▶ **Problems to work on**:
1. In the statute excerpt, rewrite the part that opens with the words containing "(2) commits any" and closes with "than the victim.", replacing "dangerous weapon" with "firearm".
2. Answer these questions from the statute excerpt:
(a) Which subdivision of section 609.749 does Sec. 19 amend?
(b) Under paragraph (a) of Subd. 3, what is the longest prison sentence allowed?
(c) In Subd. 5, what must the actor know or have reason to know the pattern of stalking conduct would cause the victim to feel or fear?
3. Translate this sentence from the statute excerpt into Spanish: "For purposes of this clause, "personal information" and "sexual act" have the meanings given in section 617.261, subdivision 7."

▶ **Exercise passage**:
★ ★ ★
For purposes of this clause, "personal information" and "sexual act" have the meanings given in section 617.261, subdivision 7.

Sec. 19.

Minnesota Statutes 2018, section 609.749, subdivision 3, is amended to read:

Subd. 3.

Aggravated violations.

(a) A person who commits any of the following acts is guilty of a felony and may be sentenced to imprisonment for not more than five years or to payment of a fine of not more than $10,000, or both:

(1) commits any offense described in subdivision 2 because of the victim's or another's actual or perceived race, color, religion, sex, sexual orientation, disability as defined in section 363A.03, age, or national origin;

(2) commits any offense described in subdivision 2 by falsely impersonating another;

(3) commits any offense described in subdivision 2 and possesses a dangerous weapon at the time of the offense;

(4) stalks harasses another, as defined in subdivision 1, with intent to influence or otherwise tamper with a juror or a judicial proceeding or with intent to retaliate against a judicial officer, as defined in section 609.415, or a prosecutor, defense attorney, or officer of the court, because of that person's performance of official duties in connection with a judicial proceeding; or

(5) commits any offense described in subdivision 2 against a victim under the age of 18, if the actor is more than 36 months older than the victim.

(b) A person who commits any offense described in subdivision 2 against a victim under the age of 18, if the actor is more than 36 months older than the victim, and the act is committed with sexual or aggressive intent, is guilty of a felony and may be sentenced to imprisonment for not more than ten years or to payment of a fine of not more than $20,000, or both.

Sec. 20.

Minnesota Statutes 2018, section 609.749, subdivision 5, is amended to read:

Subd. 5.

Pattern of Stalking conduct.

(a) A person who engages in a pattern of stalking conduct with respect to a single victim or one or more members of a single household which the actor knows or has reason to know would cause the victim under the circumstances to feel terrorized or to fear bodily harm and which does cause this reaction on the part of the victim, is guilty of a felony and may be sentenced to imprisonment for not more than ten years or to payment of a fine of not more than $20,000, or both.
★ ★ ★
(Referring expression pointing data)
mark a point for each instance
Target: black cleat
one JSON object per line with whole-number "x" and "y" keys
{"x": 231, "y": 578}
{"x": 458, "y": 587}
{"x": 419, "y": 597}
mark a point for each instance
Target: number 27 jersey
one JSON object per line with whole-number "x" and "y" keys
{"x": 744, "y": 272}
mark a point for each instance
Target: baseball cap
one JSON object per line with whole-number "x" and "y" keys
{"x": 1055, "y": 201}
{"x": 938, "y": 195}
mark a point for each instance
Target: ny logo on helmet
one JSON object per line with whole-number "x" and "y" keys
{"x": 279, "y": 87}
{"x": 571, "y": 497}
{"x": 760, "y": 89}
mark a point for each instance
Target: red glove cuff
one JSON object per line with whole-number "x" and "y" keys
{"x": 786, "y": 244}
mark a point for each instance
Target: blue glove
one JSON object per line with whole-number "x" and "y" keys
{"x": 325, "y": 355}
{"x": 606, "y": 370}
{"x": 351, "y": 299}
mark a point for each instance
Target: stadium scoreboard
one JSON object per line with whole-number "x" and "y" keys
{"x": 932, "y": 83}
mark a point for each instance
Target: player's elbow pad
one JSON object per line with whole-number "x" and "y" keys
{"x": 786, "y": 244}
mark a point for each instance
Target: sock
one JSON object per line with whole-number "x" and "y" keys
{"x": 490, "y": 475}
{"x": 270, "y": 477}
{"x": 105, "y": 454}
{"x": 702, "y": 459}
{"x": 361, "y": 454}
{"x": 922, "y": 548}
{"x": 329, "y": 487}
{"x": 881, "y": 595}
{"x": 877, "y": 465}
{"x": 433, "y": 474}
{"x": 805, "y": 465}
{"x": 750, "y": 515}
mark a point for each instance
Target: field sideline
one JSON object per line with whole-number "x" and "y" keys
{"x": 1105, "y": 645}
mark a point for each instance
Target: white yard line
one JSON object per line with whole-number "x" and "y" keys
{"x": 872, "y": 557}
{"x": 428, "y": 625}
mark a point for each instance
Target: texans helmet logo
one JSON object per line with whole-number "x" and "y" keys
★ ★ ★
▶ **Per-task outputs**:
1.
(2) commits any offense described in subdivision 2 by falsely impersonating another;

(3) commits any offense described in subdivision 2 and possesses a firearm at the time of the offense;

(4) stalks harasses another, as defined in subdivision 1, with intent to influence or otherwise tamper with a juror or a judicial proceeding or with intent to retaliate against a judicial officer, as defined in section 609.415, or a prosecutor, defense attorney, or officer of the court, because of that person's performance of official duties in connection with a judicial proceeding; or

(5) commits any offense described in subdivision 2 against a victim under the age of 18, if the actor is more than 36 months older than the victim.

2.
(a) Subdivision 3.
(b) Not more than five years.
(c) To feel terrorized or to fear bodily harm.

3. A los efectos de esta cláusula, «información personal» y «acto sexual» tienen los significados que se les atribuyen en la sección 617.261, subdivisión 7.